GIVEN DATA –

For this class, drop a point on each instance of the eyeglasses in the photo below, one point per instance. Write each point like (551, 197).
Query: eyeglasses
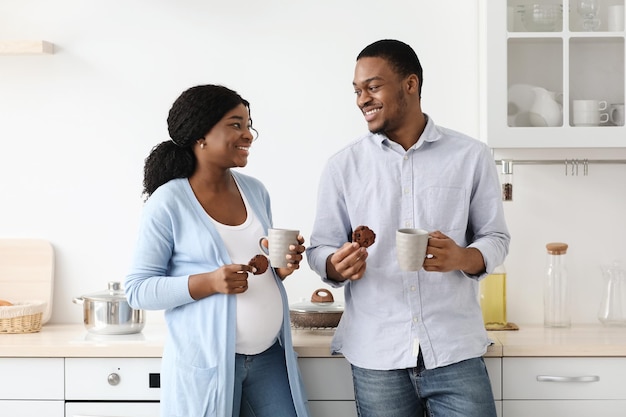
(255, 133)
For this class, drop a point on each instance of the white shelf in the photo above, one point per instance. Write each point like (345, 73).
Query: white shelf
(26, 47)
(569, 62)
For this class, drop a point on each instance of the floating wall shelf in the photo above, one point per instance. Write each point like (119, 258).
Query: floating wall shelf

...

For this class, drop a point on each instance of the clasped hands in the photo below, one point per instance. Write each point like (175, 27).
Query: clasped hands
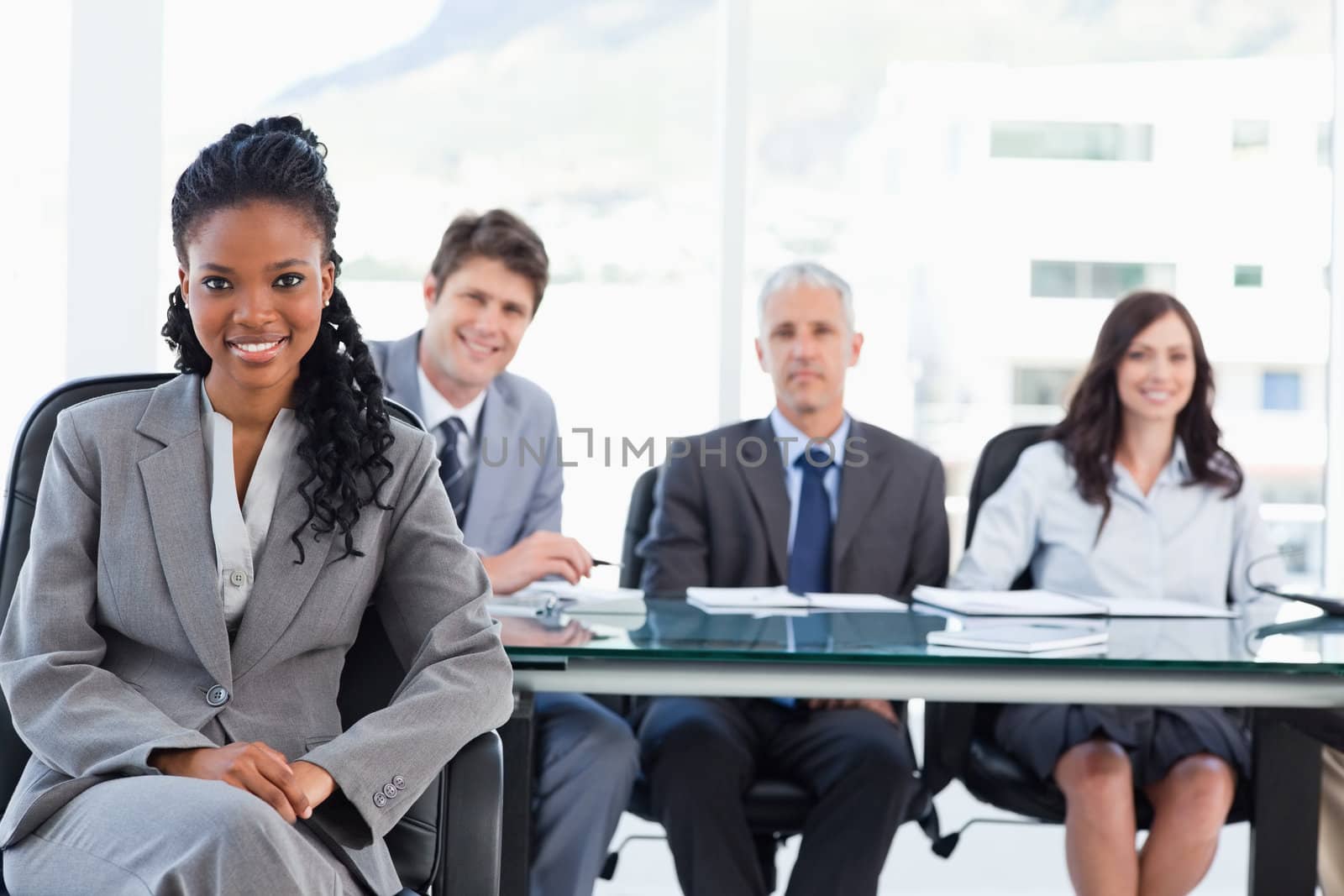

ASSIGNMENT –
Within the data above, the span starting at the line containing "Query: white shelf" and ending at the line containing "Query: floating wall shelf" is to be retyped exactly, with no other lines.

RESPONSE AREA –
Query: white shelf
(26, 47)
(569, 62)
For this class, drop a point on each instance of the floating wall shelf in the photo above, one point per instance. Write each point like (119, 258).
Query: floating wall shelf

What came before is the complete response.